---------- Page excerpt
Digital Currency Group May Offload Assets to Pay $3 Billion Debt
As the crypto market continues to evolve and mature, one of the industry’s major players, Digital Currency Group (DCG), is facing a significant financial crisis.
According to sources familiar with the matter, DCG’s subsidiary crypto broker Genesis owes creditors over $3 billion, leading the company to consider selling off assets in its extensive venture portfolio to raise funds.
Digital Currency Group‘s Genesis Owes Billions
DCG, a conglomerate that controls crypto media outlet CoinDesk and investment manager Grayscale, is seeking to secure fresh cash after its Genesis unit was caught off guard in November by the collapse of crypto exchange FTX.
The company is now exploring the potential sale of parts of its venture capital holdings, which include over 200 crypto-related projects such as exchanges, banks, and custodians in at least 35 countries, and is valued at around $500 million.
The magnitude of Genesis’s debt to creditors highlights the difficult task ahead for DCG, as the company’s search for outside funding has so far failed to garner interest. The situation is further complicated by a high-profile dispute with the Winklevoss twins, whose crypto exchange Gemini used Genesis in its lending program.
Recently, Cameron Winklevoss, co-founder of Gemini, called for DCG’s CEO Barry Silbert to be removed, calling him “unfit” to lead the company. Silbert, however, has defended the company’s actions and efforts to recover in the wake of the crypto industry’s challenges.
Genesis, a wholly-owned subsidiary of DCG, was one of the largest lenders in the crypto market, allowing customers to lend out their coins in return for high yields. However, the company halted customer withdrawals in November following the collapse of FTX, citing “unprecedented market turmoil.”
In an effort to address the situation, Genesis has hired investment bank Moelis to explore its options, but talks for outside funding have yet to materialize. DCG CEO Barry Silbert recently informed shareholders that the company has cut 30% of the workforce at Genesis and shut down its wealth management business to reduce costs.
The situation has affected retail customers caught in the middle, and raises questions about the stability and sustainability of the crypto lending market. As DCG continues to explore its options and search for funding, the future of its venture portfolio and its ability to pay off its creditors remains uncertain.
BeInCrypto has reached out to company or individual involved in the story to get an official statement about the recent developments, but it has yet to hear back.
--------------------
---------- The data
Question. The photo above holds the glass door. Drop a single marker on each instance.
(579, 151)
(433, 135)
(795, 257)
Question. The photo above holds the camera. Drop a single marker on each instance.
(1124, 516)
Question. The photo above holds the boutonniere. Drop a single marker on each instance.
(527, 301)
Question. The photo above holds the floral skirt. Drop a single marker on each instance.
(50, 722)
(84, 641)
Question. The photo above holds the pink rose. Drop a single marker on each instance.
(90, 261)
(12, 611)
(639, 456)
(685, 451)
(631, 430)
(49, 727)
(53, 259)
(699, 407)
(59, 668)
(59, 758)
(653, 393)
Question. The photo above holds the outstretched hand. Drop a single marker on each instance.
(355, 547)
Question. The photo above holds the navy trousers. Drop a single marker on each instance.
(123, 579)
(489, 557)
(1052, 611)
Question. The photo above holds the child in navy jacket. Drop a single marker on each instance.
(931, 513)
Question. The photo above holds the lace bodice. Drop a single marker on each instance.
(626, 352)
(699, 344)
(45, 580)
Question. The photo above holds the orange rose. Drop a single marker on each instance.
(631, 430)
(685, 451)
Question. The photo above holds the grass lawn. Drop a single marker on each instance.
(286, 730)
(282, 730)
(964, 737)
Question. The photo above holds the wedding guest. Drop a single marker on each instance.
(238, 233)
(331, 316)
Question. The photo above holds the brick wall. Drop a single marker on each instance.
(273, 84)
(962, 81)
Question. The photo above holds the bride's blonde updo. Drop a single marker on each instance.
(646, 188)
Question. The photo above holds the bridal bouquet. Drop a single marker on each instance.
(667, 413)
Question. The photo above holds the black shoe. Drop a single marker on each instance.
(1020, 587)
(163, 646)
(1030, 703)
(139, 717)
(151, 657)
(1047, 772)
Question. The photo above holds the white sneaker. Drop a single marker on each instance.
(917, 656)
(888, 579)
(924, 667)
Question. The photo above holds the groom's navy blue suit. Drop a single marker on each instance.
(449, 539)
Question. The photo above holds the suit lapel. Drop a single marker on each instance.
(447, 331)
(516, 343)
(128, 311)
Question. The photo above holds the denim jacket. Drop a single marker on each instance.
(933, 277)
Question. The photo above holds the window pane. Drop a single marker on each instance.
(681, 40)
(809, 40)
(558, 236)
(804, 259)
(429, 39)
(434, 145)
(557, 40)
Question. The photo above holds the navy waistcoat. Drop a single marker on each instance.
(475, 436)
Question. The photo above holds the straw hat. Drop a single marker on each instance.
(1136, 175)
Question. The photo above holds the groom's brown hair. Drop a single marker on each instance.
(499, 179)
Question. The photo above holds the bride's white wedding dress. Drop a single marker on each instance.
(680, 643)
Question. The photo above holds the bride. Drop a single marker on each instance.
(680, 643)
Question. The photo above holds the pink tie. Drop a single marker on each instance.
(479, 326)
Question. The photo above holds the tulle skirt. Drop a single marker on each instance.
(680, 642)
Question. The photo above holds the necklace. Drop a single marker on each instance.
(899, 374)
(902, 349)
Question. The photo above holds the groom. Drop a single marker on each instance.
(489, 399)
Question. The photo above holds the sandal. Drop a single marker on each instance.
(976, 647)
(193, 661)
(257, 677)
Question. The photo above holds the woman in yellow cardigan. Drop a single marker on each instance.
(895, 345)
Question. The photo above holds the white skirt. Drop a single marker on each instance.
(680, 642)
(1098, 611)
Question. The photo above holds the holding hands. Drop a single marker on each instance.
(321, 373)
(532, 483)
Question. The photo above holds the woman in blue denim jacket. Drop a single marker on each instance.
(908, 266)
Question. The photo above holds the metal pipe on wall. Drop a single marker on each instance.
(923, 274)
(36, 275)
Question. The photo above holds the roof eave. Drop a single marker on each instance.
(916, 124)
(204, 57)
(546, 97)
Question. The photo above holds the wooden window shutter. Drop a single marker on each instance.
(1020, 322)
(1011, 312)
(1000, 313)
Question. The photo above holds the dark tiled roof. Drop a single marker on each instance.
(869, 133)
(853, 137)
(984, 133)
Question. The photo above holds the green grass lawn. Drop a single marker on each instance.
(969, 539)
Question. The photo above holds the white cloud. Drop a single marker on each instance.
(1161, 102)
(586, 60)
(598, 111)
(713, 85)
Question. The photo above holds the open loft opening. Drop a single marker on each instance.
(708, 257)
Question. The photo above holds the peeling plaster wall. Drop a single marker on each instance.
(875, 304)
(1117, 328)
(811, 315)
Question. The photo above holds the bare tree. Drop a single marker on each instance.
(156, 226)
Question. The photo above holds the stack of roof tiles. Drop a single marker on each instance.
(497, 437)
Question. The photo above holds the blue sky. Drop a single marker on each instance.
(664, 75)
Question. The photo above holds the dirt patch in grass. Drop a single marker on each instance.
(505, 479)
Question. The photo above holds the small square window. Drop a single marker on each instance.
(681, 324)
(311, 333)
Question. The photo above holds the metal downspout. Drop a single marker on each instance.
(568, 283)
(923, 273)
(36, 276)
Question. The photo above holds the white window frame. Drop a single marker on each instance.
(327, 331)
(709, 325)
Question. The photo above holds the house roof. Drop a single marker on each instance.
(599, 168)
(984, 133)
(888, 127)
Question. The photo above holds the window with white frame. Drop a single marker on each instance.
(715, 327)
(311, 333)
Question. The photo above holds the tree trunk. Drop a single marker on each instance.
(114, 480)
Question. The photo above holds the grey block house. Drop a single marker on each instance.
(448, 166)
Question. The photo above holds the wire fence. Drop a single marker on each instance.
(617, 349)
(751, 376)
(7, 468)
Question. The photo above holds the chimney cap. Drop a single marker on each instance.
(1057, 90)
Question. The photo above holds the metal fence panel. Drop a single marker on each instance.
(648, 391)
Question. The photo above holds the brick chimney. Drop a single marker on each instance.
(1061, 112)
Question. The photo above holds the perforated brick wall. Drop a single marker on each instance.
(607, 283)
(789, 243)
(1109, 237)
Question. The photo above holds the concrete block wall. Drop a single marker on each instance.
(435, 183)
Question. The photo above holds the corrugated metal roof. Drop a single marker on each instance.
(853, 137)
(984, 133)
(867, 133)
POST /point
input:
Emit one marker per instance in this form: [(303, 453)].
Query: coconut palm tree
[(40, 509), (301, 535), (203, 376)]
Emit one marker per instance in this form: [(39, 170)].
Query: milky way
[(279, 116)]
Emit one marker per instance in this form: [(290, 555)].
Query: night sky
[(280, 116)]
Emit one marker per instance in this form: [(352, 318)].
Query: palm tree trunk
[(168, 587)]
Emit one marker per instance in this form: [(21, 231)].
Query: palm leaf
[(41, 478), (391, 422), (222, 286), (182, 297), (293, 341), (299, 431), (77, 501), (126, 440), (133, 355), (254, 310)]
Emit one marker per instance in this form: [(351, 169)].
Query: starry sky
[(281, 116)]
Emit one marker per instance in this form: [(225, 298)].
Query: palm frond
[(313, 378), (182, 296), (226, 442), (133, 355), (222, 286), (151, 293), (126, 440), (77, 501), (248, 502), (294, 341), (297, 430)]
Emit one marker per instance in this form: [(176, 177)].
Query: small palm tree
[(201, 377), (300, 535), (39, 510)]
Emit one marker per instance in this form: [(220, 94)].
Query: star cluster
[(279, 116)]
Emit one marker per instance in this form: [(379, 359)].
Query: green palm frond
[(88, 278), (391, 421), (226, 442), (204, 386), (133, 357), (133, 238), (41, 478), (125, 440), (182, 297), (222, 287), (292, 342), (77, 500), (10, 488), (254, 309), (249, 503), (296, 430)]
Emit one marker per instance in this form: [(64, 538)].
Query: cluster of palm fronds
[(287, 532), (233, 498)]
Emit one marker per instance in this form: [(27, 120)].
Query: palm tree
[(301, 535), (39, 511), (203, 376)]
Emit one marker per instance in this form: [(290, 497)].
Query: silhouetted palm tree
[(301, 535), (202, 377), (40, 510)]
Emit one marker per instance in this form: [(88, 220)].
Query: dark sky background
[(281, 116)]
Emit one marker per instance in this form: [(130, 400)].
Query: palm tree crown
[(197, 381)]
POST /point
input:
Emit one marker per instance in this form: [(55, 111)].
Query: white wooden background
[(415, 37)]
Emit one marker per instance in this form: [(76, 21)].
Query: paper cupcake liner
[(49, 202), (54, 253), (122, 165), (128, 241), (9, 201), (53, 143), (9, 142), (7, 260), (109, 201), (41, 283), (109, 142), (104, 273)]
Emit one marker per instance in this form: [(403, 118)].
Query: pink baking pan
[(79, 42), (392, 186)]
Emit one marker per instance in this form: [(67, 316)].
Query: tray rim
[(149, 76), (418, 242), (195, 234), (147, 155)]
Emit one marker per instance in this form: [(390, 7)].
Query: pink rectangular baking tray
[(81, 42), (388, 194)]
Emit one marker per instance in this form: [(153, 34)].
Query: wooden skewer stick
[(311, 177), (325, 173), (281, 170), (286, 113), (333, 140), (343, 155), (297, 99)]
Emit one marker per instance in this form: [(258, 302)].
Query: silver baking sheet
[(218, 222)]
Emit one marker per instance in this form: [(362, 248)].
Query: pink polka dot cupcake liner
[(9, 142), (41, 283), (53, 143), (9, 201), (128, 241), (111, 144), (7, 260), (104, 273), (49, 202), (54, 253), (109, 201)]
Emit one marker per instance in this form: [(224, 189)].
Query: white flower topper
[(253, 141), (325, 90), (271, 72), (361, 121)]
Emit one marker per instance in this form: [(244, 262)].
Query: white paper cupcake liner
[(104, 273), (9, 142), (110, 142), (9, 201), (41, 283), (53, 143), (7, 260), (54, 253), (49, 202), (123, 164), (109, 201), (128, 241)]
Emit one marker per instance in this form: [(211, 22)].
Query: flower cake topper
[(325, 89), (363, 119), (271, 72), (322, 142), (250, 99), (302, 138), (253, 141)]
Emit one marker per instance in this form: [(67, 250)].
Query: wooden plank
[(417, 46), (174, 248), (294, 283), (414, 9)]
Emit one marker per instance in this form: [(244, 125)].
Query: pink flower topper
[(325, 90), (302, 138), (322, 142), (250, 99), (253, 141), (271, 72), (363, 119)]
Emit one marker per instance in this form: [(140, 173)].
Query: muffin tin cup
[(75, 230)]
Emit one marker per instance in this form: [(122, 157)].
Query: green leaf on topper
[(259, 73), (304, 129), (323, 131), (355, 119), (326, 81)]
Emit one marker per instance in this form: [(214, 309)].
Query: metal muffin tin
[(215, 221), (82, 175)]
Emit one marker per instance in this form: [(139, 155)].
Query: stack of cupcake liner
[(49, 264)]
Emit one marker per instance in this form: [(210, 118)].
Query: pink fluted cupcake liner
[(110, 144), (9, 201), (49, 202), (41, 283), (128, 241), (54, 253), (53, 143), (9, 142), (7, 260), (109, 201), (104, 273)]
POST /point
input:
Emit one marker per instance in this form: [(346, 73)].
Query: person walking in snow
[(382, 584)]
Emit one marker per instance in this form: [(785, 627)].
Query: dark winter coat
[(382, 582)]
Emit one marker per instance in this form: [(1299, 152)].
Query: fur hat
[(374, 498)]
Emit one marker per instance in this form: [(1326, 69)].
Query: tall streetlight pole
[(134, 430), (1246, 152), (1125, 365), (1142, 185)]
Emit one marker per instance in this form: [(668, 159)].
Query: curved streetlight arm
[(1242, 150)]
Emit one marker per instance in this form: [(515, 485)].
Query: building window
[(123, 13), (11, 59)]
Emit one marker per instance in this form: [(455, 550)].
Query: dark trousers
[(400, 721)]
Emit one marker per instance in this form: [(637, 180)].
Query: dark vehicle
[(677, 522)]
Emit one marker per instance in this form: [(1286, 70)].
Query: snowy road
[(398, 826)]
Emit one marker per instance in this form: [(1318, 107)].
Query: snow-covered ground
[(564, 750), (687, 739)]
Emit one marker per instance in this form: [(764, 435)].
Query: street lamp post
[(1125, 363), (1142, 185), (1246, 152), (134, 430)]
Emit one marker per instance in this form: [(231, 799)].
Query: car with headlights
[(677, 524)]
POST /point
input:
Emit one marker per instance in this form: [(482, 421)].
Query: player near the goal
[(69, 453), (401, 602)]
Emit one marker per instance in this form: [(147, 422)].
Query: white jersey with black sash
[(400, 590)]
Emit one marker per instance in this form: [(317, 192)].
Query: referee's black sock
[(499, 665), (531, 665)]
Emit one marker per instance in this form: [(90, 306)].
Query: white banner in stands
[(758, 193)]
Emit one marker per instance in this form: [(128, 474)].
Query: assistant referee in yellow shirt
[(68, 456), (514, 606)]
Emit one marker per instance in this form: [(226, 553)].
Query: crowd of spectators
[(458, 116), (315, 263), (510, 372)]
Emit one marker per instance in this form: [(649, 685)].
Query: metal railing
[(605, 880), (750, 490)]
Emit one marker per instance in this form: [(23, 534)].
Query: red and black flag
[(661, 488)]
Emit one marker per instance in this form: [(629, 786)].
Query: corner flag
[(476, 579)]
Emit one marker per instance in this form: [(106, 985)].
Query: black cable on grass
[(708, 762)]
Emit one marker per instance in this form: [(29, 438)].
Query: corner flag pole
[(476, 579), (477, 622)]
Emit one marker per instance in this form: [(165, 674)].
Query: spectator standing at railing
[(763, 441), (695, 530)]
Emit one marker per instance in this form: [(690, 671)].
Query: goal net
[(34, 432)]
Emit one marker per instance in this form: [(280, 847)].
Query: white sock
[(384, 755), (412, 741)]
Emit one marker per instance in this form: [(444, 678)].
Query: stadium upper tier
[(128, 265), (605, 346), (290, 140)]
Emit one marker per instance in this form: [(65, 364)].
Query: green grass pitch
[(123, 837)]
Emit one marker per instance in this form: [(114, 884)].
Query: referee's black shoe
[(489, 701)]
--------------------
● Exercise prompt:
Please update the DCG debt article starting at "Digital Currency Group‘s" and ending at "its lending program.", with "Grayscale" changed to "Grayscale Investments". The items bear no relation to the DCG debt article.

● Reply:
Digital Currency Group‘s Genesis Owes Billions
DCG, a conglomerate that controls crypto media outlet CoinDesk and investment manager Grayscale Investments, is seeking to secure fresh cash after its Genesis unit was caught off guard in November by the collapse of crypto exchange FTX.
The company is now exploring the potential sale of parts of its venture capital holdings, which include over 200 crypto-related projects such as exchanges, banks, and custodians in at least 35 countries, and is valued at around $500 million.
The magnitude of Genesis’s debt to creditors highlights the difficult task ahead for DCG, as the company’s search for outside funding has so far failed to garner interest. The situation is further complicated by a high-profile dispute with the Winklevoss twins, whose crypto exchange Gemini used Genesis in its lending program.